* [PROVIDED INFORMATION]:

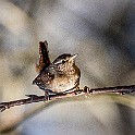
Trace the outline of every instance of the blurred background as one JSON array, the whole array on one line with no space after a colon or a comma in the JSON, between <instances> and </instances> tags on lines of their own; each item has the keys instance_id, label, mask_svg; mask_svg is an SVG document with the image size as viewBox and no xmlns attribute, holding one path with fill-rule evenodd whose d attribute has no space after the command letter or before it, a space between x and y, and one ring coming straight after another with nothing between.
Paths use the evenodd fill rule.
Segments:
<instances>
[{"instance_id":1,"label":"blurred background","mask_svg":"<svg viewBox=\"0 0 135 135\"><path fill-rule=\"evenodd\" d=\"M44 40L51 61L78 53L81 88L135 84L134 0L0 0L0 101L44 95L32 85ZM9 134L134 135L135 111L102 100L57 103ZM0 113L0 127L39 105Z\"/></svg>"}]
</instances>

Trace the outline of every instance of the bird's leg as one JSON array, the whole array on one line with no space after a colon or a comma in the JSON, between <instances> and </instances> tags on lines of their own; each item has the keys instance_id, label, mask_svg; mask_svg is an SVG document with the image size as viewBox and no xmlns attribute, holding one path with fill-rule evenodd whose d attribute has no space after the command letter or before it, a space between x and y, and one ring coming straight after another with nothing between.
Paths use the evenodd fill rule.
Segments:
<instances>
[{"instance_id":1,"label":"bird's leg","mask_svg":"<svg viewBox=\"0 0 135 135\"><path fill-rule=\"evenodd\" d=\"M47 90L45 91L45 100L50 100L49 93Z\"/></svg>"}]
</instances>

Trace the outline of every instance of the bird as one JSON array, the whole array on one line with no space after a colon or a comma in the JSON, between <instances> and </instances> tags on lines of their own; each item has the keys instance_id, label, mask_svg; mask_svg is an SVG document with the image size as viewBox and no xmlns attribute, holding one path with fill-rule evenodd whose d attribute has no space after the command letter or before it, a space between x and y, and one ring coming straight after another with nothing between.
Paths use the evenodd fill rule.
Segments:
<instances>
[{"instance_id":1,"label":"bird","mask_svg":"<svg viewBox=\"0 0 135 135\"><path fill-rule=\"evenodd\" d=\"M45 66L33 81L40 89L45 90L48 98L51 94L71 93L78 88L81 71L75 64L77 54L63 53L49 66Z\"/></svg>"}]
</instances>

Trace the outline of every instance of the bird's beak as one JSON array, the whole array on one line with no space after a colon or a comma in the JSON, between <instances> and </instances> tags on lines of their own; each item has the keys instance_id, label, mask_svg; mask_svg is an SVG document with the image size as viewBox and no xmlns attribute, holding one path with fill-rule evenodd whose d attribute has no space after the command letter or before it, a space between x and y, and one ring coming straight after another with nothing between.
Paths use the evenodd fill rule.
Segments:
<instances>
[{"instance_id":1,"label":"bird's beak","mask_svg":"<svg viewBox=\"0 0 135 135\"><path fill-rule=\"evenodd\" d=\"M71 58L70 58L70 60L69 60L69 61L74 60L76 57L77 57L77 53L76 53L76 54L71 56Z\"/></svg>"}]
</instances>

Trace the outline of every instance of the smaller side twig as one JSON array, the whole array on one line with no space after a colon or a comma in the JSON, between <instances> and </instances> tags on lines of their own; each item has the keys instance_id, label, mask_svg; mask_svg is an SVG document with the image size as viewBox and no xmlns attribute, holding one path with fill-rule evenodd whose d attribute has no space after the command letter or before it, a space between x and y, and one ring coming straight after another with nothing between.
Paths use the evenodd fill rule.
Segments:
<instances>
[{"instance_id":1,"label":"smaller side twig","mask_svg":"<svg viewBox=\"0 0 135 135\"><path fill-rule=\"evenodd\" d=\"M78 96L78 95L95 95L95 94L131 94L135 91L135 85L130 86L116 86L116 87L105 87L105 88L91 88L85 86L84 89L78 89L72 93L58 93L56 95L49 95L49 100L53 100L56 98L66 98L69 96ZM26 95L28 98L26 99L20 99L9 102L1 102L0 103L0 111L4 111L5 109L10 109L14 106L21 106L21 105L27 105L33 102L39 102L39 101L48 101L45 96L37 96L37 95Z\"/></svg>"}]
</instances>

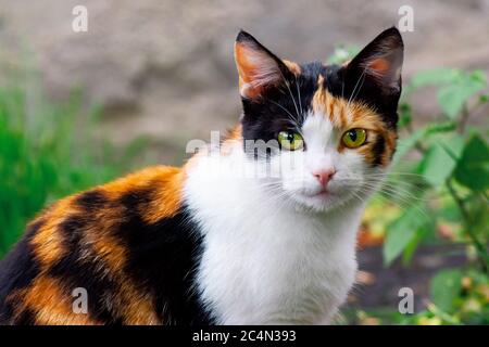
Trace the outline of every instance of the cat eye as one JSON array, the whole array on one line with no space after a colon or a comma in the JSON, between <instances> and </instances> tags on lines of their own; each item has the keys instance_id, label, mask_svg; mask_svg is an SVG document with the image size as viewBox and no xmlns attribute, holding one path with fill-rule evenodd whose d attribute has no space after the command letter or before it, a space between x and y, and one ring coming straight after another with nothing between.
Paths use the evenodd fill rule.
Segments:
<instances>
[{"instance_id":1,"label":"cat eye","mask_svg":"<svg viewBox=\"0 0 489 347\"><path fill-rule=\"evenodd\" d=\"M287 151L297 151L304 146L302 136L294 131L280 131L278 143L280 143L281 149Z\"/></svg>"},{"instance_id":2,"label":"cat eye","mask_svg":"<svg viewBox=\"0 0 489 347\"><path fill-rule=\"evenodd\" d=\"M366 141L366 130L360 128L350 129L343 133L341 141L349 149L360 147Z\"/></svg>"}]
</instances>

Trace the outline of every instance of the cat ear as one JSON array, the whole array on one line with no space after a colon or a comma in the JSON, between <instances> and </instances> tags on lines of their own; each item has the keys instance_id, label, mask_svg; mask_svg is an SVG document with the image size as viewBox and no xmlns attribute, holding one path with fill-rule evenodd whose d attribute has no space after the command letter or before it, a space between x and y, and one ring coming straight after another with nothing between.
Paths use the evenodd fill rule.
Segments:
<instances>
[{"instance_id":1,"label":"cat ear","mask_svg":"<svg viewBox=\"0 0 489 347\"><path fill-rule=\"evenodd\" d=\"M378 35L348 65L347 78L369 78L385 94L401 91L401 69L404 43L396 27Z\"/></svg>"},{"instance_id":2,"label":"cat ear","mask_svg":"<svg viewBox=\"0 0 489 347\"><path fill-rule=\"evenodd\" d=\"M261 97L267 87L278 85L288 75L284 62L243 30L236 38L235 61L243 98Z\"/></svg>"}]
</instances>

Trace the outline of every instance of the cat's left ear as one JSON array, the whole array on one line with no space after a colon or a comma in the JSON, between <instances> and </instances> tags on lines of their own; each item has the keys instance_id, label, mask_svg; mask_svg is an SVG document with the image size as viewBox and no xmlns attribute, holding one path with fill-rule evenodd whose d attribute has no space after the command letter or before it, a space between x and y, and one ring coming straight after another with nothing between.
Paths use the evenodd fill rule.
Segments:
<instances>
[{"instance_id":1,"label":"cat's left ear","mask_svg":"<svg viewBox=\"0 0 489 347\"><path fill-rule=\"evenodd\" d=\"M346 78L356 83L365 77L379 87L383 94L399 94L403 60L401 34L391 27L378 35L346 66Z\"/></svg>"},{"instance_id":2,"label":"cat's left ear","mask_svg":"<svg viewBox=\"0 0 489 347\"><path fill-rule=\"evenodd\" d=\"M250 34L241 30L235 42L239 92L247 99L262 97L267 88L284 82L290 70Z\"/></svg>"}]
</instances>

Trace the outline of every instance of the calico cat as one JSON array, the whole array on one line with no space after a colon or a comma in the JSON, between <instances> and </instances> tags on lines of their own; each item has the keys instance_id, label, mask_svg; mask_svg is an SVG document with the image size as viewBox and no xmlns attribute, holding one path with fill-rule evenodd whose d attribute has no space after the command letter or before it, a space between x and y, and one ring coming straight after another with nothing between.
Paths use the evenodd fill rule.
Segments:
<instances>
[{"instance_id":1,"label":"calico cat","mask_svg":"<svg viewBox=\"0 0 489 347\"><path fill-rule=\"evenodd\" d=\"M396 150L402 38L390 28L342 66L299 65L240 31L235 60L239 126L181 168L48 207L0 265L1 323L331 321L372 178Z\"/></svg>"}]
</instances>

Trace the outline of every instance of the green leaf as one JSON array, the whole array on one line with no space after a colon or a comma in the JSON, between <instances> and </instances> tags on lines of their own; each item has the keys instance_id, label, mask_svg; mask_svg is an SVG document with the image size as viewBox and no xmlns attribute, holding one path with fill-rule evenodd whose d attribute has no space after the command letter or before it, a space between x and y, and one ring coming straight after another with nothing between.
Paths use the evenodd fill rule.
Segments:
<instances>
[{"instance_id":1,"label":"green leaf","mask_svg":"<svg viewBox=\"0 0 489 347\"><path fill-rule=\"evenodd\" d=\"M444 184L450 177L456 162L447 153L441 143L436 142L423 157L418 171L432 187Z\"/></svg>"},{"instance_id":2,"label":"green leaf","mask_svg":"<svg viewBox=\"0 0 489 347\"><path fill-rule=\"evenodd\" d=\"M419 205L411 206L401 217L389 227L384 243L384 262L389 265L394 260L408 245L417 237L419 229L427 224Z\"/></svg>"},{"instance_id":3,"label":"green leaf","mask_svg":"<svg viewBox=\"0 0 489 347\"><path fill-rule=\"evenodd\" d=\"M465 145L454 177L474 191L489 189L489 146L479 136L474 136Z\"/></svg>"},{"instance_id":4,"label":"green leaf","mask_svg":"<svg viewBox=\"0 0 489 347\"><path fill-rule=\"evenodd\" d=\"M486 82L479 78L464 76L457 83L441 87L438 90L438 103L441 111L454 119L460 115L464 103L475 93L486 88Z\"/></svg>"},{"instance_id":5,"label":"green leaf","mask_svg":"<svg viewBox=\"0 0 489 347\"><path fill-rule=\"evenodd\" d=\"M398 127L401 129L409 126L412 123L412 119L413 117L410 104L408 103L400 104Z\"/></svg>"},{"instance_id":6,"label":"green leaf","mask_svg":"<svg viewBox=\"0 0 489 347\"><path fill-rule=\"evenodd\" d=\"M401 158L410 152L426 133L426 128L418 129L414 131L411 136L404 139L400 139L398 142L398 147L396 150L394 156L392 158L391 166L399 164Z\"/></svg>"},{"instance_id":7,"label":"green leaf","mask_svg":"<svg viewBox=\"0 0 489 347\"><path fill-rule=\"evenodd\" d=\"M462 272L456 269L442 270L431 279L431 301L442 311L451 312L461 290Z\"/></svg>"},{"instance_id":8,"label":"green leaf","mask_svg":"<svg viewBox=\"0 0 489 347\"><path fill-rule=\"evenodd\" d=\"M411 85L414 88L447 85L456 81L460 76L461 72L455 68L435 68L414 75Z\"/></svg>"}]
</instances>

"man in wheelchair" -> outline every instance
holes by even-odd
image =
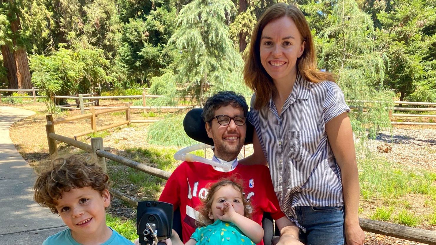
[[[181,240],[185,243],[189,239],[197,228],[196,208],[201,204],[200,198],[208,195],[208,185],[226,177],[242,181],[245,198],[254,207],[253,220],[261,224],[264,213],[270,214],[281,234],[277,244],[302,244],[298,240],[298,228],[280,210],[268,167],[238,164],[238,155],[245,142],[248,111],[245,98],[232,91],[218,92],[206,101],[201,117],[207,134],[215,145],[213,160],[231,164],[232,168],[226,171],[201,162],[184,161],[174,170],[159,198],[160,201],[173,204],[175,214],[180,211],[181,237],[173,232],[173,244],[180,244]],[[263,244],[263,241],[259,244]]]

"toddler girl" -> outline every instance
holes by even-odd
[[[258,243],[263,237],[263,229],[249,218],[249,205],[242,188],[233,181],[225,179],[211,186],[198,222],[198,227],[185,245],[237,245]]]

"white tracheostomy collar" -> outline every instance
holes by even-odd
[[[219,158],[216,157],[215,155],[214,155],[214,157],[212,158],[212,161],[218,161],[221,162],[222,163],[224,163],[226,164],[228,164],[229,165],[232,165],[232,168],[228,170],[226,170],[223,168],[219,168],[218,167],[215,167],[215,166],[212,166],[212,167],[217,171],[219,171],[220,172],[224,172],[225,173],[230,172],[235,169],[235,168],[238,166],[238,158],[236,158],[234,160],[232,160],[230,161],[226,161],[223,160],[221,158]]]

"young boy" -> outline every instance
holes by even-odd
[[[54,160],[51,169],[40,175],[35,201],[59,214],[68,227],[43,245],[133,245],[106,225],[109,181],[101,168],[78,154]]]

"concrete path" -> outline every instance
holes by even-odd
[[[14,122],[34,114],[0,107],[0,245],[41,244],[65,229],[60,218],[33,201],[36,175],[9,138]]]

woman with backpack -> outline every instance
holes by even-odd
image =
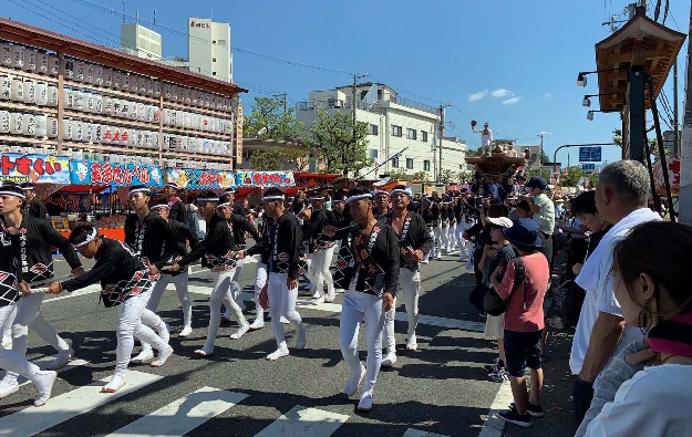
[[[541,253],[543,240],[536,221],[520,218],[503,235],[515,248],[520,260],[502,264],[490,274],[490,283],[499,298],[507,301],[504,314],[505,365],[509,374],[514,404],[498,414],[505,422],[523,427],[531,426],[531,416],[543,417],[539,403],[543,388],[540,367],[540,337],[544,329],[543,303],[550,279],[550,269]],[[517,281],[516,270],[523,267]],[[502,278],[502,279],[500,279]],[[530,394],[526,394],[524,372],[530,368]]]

* [DIRECTION]: Extract, word for word, every line from the one holding "woman with backpack -> outline every instance" through the closing line of the data above. Do not include any pictures.

* [EXERCISE RESULT]:
woman with backpack -> outline every instance
holes by even-odd
image =
[[[541,253],[543,240],[536,221],[520,218],[503,235],[515,248],[520,260],[502,264],[490,274],[490,283],[499,298],[507,301],[504,314],[505,365],[509,374],[514,404],[498,414],[505,422],[523,427],[531,426],[531,416],[543,417],[539,403],[543,388],[540,367],[540,337],[544,329],[543,303],[550,279],[550,269]],[[517,281],[516,270],[523,267]],[[502,278],[502,279],[500,279]],[[530,394],[526,394],[524,372],[530,368]]]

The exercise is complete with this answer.